When Topcon introduced their first total stations to the marketplace in the early 1980’s their surveying business was growing rapidly, so Onuma transferred to the survey group. Then the chief of that group “Bob” Iguchi sent him all over the U.S. to distributors, conventions, and surveying training at a reseller (Portland Precision Instruments in Kent Washington). He said that it was “a tough time, but a good opportunity.” (Iguchi was later the senior managing executive officer of Topcon Corporation and played a key role in forming the new Topcon Laser Systems company in California in 1994 that became Topcon Positioning Systems, now helmed by Ray O’Connor.)
When Onuma returned to Japan, his duties increased in the surveying sector; he and the company learned a lot about moving production lines with the merger of Topcon and Sokkia when the lines were moved from the former Sokkia facility in Kanagawa (west of Tokyo) to THQ. He also spent a year setting up a new manufacturing facility in China for a limited selection of products.“We make a basic model total station in this facility, which is sold primarily in China, that is of superior quality to their domestically designed instruments,” Onuma said.
There are limited numbers of components made outside of Japan, like the TSshield (security and asset tracking telematics device put in the total stations) that is produced by their joint venture company, Tierra, in Turin, Italy, but when it comes to total stations the desire is domestic production. For one reason, Onuma said, “[president] Hirano loves to make the most sophisticated instruments in Japan—he wants Japanese quality.”
A second reason is that Japan is the cornucopia of high-tech component manufacturers, large and small, that can easily meet all specifications and expectations.

• **Parts of the exercise**:
(A) Repeat the passage about Topcon and Onuma word for word, starting at "There are limited" and ending at "specifications and expectations.".
(B) Continue the passage about Topcon and Onuma, picking up after its final sentence.

• **Data segment**:
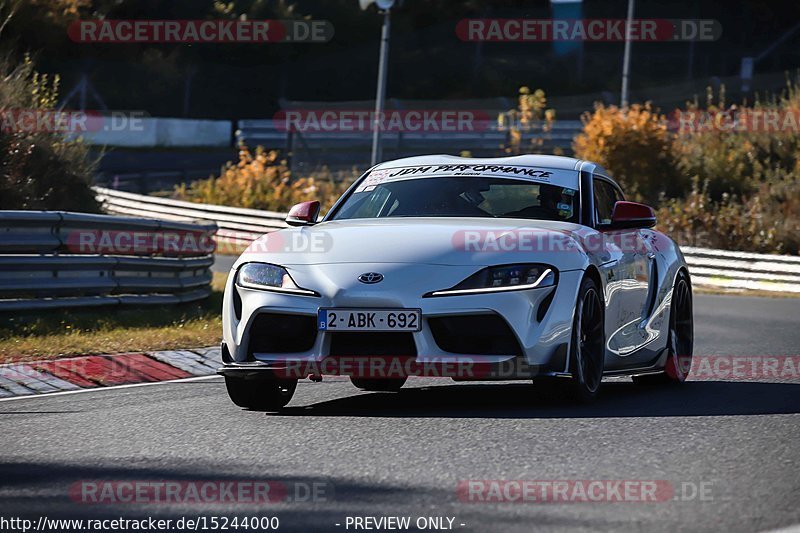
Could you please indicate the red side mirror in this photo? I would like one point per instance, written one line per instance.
(303, 214)
(632, 215)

• **Written answers**:
(A)
There are limited numbers of components made outside of Japan, like the TSshield (security and asset tracking telematics device put in the total stations) that is produced by their joint venture company, Tierra, in Turin, Italy, but when it comes to total stations the desire is domestic production. For one reason, Onuma said, “[president] Hirano loves to make the most sophisticated instruments in Japan—he wants Japanese quality.”
A second reason is that Japan is the cornucopia of high-tech component manufacturers, large and small, that can easily meet all specifications and expectations.

(B)
And lastly, the proposed move to a new facility would also involve very bold moves and production process design changes that would best be met with the existing team at hand. Topcon made the same decision for its GNSS manufacturing facility in Livermore, California; domestic production was penciled out as more cost-effective and with higher quality than outsourcing. Onuma was handed the task of creating the new line in Yamagata with an ambitious timeline attached.
“We began design in August of 2016 and broke ground in January of 2017. The factory expansion was complete in July of 2017,” said Onuma. “We were up and running within a few weeks.”
In the period of six months following the launch, production increased by 150%.
I asked if there were any major hiccups or challenges, and Onuma said, “I was lucky. But we had a lot of experience with the merged Sokkia factory, then setting up one line in China. We were confident in our design and production team.”
Topcon has had a presence in Yamagata since 1946. Elements of manufacturing had been decentralized to the remoter areas of Japan during the war, and even today Topcon likes having an alternate HQ should there be any problems in Tokyo such as natural disasters. An old factory is northwest of the city where various instruments had been manufactured over the decades and a newer facility that I visited. (The newer one had the addition constructed in 2017 with more parking for the more-than 90 additional staff.)
Yamagata City is relatively new, having been established in the late 19th century; the city has a population of about 250,000. There are, though, very old smaller communities, feudal castles, and hot springs scattered about a prefecture (state) of the same name. The origin of the name is unclear, but it roughly means, “mountain place” as it is ringed by beautiful mountains. This is off the beaten path as far as tourism goes, but is a very pleasant place to work and live, and the local cuisine alone might be worth a visit. Topcon transferred about 60 staff from THQ for the new line and hired about 40 more locally.
From the outside, this new facility (and expansion on the east side of the existing Topcon factories) is an unassuming but visually appealing single-story white box: 100m long and 30m wide. This is the newest of the surveying instrument factories I have visited in recent years and I expected the latest in tools and equipment, but in terms of high-tech manufacturing and finely-honed production processes what I saw inside during the tour was nothing short of astounding.
In 1873, 13-year-old Kintaro Hattori had begun an apprenticeship in clock making in Edo Era in Tokyo. This was a pivotal time in Japan; the three-century-long Shogun Era had just ended, and Japan had opened to the West. Japan’s long history of high precision and detail in manufacturing, art, metallurgy, and ceramics was a splendid fit for adapting technology from the West and fostering further innovation.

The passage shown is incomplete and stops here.